-- START OF Listing --

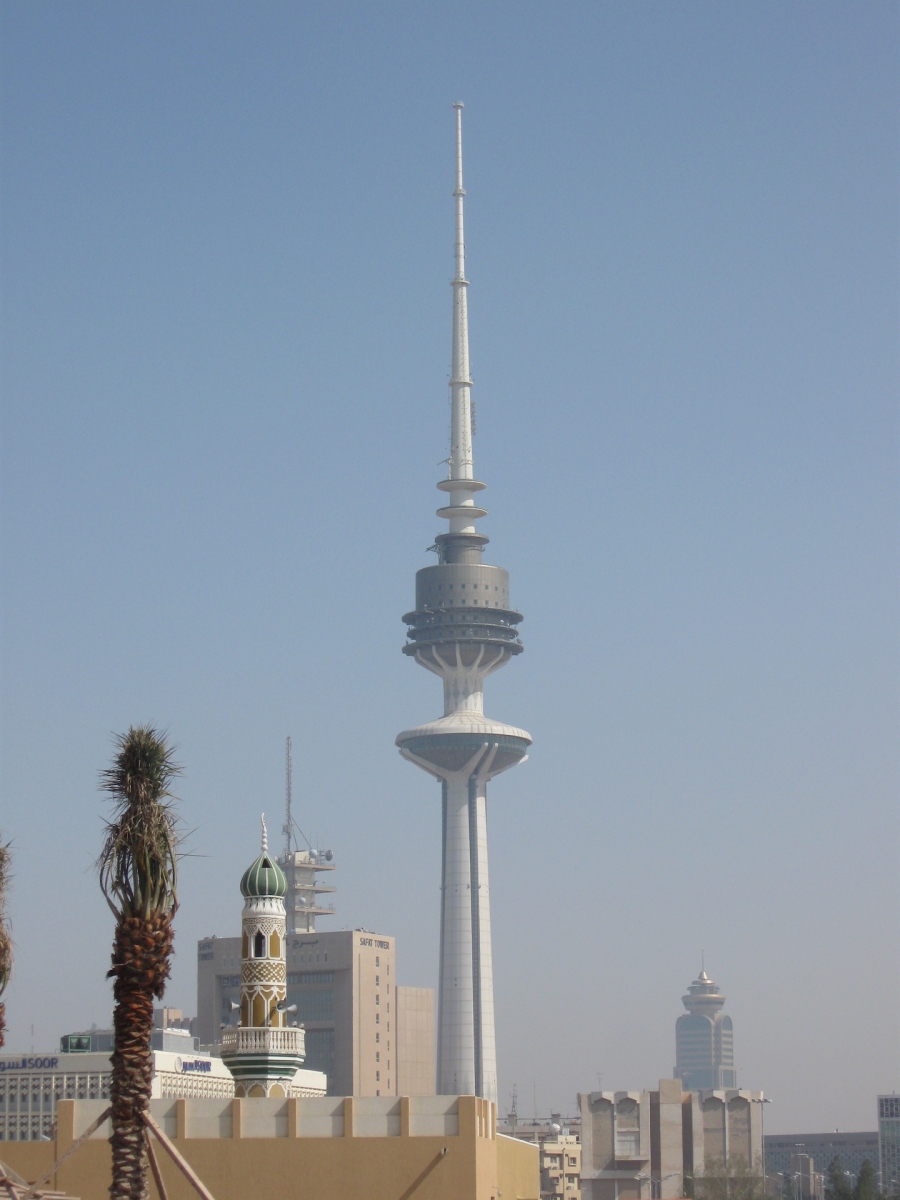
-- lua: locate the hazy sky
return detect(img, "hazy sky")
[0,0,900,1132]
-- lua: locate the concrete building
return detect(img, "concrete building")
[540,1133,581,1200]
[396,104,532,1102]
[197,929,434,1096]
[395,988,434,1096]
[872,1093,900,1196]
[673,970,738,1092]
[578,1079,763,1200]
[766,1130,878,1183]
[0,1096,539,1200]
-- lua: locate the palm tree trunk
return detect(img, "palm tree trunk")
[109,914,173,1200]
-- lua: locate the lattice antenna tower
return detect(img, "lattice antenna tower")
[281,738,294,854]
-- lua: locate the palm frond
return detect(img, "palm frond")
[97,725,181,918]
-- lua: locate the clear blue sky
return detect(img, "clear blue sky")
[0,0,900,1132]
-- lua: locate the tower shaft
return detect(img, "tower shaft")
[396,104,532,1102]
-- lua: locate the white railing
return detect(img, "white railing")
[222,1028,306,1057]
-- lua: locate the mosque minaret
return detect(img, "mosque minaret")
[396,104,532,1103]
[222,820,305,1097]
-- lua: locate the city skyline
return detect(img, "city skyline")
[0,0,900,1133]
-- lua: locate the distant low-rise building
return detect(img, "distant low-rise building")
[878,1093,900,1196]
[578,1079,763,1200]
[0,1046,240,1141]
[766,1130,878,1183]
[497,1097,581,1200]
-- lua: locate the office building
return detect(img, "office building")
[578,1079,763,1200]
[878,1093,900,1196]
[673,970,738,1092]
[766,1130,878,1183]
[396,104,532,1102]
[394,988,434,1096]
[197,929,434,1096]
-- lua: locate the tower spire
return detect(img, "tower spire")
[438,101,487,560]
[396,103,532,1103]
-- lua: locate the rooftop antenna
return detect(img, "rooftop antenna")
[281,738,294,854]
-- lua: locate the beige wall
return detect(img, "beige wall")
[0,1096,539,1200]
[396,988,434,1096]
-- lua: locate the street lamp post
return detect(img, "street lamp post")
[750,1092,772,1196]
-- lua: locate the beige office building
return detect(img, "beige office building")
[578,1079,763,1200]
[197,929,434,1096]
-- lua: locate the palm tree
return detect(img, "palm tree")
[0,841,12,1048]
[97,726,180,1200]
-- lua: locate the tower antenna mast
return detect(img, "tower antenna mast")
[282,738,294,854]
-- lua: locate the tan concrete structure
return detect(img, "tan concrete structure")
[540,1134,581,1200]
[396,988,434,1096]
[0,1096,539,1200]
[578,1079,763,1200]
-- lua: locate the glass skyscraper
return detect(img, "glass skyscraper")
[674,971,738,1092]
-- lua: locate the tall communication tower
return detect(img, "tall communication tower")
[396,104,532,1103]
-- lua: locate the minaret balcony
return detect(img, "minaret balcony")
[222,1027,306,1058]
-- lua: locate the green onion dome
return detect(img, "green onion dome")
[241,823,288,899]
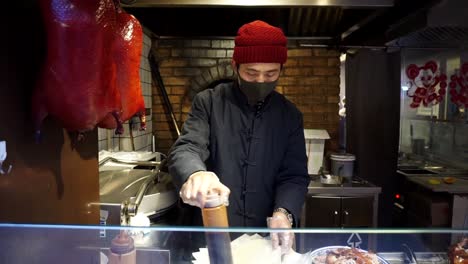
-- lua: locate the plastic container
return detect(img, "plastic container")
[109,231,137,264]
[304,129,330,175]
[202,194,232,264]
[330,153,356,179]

-- END OF Listing --

### What to produce
Reproduce all of the records above verbatim, leaving out the pictures.

### Solution for this problem
-- lua: locate the hazy sky
return detect(img, "hazy sky")
[0,0,900,1132]
-- lua: locate the concrete building
return detect(img, "concrete building")
[540,1133,581,1200]
[396,104,532,1102]
[197,929,434,1096]
[395,988,434,1096]
[872,1093,900,1196]
[673,970,738,1092]
[578,1079,763,1200]
[766,1130,878,1183]
[0,1096,539,1200]
-- lua: locate the palm tree trunk
return detect(img, "palm tree trunk")
[109,914,173,1200]
-- lua: locate the lattice antenna tower
return detect(img, "lattice antenna tower")
[281,738,294,854]
-- lua: locate the palm frond
return detect(img, "palm frond")
[97,725,181,918]
-- lua: locate the clear blue sky
return detect(img, "clear blue sky")
[0,0,900,1132]
-- lua: locate the tower shaft
return detect(img, "tower shaft")
[396,104,532,1102]
-- lua: locate the white railing
return detect(img, "white railing")
[222,1028,306,1057]
-- lua: locate the mosque minaret
return detect(img, "mosque minaret")
[396,104,532,1103]
[222,820,305,1097]
-- lua: locate the city skyline
return detect(img, "city skyline")
[0,0,900,1133]
-- lua: locate the distant low-rise building
return detect(img, "distant low-rise building")
[878,1093,900,1196]
[578,1079,763,1200]
[0,1046,240,1141]
[766,1130,878,1183]
[497,1097,581,1200]
-- lua: locate the office building
return detect(img, "office building")
[578,1079,763,1200]
[878,1093,900,1196]
[673,970,738,1092]
[766,1130,878,1183]
[396,104,532,1102]
[394,988,434,1096]
[197,929,434,1096]
-- lua: locate the tower spire
return detect(img, "tower spire")
[438,101,487,560]
[396,103,532,1103]
-- lua: locate the rooftop antenna
return detect(img, "rooftop antenna")
[281,738,294,854]
-- lua: locate the beige wall
return detect(img, "beige wall")
[0,1096,539,1200]
[396,988,434,1096]
-- lua: locate the street lamp post
return detect(img, "street lamp post")
[750,1092,772,1196]
-- lua: locate the beige office building
return detect(img, "beige office building")
[578,1079,763,1200]
[197,929,434,1096]
-- lua: locate the palm tree
return detect(img, "palm tree")
[0,841,12,1048]
[97,726,180,1200]
-- lua: locate the tower antenna mast
return detect(img, "tower antenna mast")
[282,738,294,854]
-- lua: locate the tan concrete structure
return detect(img, "tan concrete structure")
[540,1134,581,1200]
[396,988,434,1096]
[0,1096,539,1200]
[578,1079,763,1200]
-- lua: locate the glass skyscraper
return detect(img, "glass skyscraper")
[674,971,738,1092]
-- lua: locate the tall communication tower
return detect(img, "tall communication tower")
[396,104,532,1103]
-- lua: locate the minaret balcony
return detect(img, "minaret balcony")
[222,1027,306,1058]
-- lua: locate the green onion dome
return detect(img, "green onion dome")
[241,823,288,899]
-- lua: locate the plastic container
return detect(img, "plastic container")
[109,231,137,264]
[304,129,330,175]
[202,194,232,264]
[330,153,356,179]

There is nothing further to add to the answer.